Recorded data START

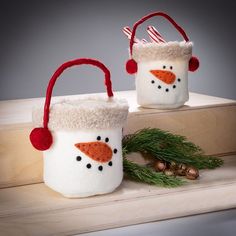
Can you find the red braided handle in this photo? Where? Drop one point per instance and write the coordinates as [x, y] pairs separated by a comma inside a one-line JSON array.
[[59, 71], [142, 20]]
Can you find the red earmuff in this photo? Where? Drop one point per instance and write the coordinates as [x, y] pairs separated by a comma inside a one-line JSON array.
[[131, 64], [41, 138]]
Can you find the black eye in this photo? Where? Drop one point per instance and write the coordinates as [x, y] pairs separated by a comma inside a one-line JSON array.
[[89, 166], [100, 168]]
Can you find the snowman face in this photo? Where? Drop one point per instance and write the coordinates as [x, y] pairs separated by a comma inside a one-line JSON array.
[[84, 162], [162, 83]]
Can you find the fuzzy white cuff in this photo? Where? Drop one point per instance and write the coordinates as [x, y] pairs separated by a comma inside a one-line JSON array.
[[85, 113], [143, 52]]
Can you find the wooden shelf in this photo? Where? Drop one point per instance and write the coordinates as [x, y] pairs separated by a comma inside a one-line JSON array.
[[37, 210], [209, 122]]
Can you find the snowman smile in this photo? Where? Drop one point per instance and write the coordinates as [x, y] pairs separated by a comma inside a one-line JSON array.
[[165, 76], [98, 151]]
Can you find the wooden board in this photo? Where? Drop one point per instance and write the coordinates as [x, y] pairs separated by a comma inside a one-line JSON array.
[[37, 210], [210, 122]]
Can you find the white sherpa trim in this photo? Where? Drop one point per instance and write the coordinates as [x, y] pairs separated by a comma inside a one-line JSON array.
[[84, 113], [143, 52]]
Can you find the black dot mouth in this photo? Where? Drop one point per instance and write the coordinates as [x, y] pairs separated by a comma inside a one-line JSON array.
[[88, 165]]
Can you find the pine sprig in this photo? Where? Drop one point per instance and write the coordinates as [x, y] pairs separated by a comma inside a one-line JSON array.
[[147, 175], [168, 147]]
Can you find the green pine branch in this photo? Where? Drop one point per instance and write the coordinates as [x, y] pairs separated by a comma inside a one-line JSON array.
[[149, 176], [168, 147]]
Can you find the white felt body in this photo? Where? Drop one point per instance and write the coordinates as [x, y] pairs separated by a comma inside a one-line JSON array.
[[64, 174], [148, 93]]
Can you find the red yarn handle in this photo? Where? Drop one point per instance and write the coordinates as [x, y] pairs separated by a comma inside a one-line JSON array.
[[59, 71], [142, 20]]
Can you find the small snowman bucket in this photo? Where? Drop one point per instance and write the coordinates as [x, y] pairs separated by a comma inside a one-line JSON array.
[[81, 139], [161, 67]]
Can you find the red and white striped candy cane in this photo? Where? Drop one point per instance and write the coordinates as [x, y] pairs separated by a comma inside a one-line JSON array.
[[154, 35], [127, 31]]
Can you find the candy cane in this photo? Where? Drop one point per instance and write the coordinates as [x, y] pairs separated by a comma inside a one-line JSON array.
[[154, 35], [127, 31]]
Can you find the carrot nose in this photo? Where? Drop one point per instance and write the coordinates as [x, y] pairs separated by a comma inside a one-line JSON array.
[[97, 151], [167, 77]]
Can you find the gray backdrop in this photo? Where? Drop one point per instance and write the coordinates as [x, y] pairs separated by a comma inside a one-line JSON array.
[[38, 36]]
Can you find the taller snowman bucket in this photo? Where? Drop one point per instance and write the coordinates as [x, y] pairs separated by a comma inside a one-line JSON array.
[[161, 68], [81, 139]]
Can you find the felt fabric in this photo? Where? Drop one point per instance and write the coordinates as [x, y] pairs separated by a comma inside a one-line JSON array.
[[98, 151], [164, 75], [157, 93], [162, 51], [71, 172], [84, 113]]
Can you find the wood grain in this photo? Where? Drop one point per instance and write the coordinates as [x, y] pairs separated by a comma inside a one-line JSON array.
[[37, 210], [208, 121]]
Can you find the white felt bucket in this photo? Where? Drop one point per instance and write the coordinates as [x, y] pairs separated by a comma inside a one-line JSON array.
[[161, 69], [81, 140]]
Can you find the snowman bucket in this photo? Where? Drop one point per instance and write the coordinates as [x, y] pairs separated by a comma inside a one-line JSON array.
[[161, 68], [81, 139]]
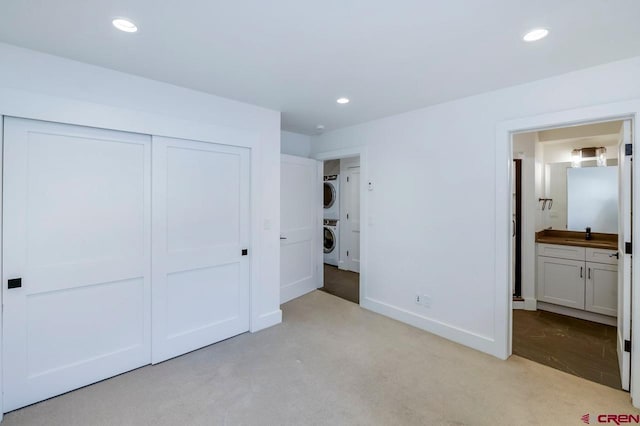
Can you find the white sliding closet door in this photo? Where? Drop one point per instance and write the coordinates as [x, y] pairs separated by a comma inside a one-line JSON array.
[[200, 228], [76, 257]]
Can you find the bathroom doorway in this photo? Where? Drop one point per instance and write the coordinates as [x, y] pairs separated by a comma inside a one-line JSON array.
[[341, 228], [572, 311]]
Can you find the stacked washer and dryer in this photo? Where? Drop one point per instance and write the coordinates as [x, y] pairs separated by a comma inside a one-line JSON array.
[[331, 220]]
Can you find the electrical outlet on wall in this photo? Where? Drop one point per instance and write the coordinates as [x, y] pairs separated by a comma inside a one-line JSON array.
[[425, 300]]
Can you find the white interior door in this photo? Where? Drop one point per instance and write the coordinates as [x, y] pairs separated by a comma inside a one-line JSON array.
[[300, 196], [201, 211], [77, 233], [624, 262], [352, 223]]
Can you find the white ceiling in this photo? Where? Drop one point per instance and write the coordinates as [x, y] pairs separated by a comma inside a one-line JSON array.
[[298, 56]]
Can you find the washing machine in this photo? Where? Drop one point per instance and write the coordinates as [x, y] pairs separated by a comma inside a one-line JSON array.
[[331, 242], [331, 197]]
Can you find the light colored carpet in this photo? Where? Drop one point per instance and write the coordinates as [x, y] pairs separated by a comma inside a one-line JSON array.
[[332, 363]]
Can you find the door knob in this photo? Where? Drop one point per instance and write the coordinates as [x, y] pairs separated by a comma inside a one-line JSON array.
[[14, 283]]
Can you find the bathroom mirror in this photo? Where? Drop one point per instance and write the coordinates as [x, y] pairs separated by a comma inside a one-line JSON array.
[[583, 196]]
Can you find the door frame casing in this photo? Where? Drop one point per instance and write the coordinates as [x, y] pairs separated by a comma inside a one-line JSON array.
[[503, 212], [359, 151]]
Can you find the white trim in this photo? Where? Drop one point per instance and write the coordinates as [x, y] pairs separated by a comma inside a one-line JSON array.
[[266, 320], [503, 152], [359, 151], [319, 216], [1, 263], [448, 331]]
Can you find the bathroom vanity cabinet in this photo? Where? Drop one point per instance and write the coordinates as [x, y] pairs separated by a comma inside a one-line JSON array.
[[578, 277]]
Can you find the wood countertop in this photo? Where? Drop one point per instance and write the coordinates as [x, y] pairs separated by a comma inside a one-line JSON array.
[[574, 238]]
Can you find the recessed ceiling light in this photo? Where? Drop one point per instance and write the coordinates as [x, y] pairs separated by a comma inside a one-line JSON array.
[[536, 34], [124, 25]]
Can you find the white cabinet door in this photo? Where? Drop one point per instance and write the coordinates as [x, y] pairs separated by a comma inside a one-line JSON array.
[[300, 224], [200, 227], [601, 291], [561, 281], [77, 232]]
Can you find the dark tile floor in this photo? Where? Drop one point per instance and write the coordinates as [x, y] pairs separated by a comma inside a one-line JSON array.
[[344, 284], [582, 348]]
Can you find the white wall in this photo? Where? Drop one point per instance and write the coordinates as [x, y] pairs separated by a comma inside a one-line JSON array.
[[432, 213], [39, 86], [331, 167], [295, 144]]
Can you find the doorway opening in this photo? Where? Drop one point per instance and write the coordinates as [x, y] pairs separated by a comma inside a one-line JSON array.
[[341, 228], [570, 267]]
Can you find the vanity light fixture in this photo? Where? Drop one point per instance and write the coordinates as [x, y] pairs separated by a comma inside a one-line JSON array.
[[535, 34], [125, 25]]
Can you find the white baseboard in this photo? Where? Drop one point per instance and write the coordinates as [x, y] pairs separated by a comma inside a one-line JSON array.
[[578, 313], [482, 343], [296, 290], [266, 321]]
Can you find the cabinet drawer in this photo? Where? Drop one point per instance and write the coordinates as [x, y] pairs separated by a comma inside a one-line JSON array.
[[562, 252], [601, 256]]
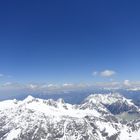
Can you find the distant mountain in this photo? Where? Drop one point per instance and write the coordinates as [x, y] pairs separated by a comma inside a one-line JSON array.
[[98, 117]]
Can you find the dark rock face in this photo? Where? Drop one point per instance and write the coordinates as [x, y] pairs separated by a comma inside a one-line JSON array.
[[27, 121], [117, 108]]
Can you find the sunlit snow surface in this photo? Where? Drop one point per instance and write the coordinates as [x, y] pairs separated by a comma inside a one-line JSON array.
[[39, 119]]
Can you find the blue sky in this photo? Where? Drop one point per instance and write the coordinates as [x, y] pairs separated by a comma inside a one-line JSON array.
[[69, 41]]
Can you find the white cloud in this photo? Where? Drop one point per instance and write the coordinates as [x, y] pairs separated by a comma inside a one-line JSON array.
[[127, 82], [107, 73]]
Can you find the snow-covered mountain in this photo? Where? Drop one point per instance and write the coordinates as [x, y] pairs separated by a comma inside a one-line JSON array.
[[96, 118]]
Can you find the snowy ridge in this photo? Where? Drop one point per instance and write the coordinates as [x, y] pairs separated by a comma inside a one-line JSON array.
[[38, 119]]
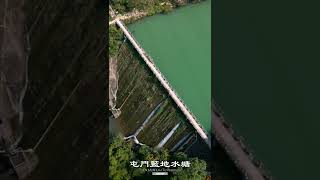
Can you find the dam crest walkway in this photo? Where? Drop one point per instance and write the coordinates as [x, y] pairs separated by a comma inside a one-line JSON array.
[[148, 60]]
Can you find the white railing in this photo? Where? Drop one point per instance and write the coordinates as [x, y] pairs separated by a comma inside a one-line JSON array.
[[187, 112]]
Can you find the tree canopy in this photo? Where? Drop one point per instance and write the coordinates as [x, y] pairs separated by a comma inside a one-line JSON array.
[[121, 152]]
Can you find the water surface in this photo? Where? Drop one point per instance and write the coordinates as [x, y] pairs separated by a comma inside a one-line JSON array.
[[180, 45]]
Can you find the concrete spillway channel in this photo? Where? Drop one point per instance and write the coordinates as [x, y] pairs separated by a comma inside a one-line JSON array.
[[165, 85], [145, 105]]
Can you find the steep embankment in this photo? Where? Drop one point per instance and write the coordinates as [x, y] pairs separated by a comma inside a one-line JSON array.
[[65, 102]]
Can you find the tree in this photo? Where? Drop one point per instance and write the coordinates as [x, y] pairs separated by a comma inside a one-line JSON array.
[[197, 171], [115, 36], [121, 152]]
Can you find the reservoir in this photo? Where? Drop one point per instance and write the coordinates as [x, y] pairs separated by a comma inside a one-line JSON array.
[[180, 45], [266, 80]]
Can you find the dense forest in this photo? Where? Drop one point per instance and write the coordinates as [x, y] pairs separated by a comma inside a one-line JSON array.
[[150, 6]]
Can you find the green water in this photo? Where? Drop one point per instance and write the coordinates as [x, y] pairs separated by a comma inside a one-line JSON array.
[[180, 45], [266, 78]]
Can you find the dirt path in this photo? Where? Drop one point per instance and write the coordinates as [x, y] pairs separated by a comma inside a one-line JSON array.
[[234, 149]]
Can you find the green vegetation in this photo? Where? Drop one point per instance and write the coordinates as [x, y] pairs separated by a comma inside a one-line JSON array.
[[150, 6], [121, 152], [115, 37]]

Recorded data END

Only the lines from the one containing "Can you find the reservoir" through the final line above should be duplicated, exactly as they stand.

Can you find the reservoir in this photo? Where? Drop one point per instance and write the coordinates as [x, y] pairs separated by a comma inside a one-line JSON array.
[[180, 45], [266, 80]]
Can you find the dense forest in this photo? Where? Drop one point per instance and write the coordinates as [x, y] pairs separated by a comma inside a one-line JSON array.
[[150, 6]]
Can you find the green water in this photo? Where? Drop one point per instance and write the coordinates as [x, y] pairs separated by a comma inside a one-line JSON array.
[[180, 45], [266, 78]]
Can you find the dirt path in this photo? Where? Drop one point per instance and write the coordinates as [x, y] pairs separated by a comma inside a one-line JSON array.
[[234, 149]]
Can you find the green vegetation in this photo? Where? Drop one point per instance and write the coordinates as [x, y] pairs separated by a comma inside a one-line JSON array.
[[150, 6], [121, 152], [115, 37]]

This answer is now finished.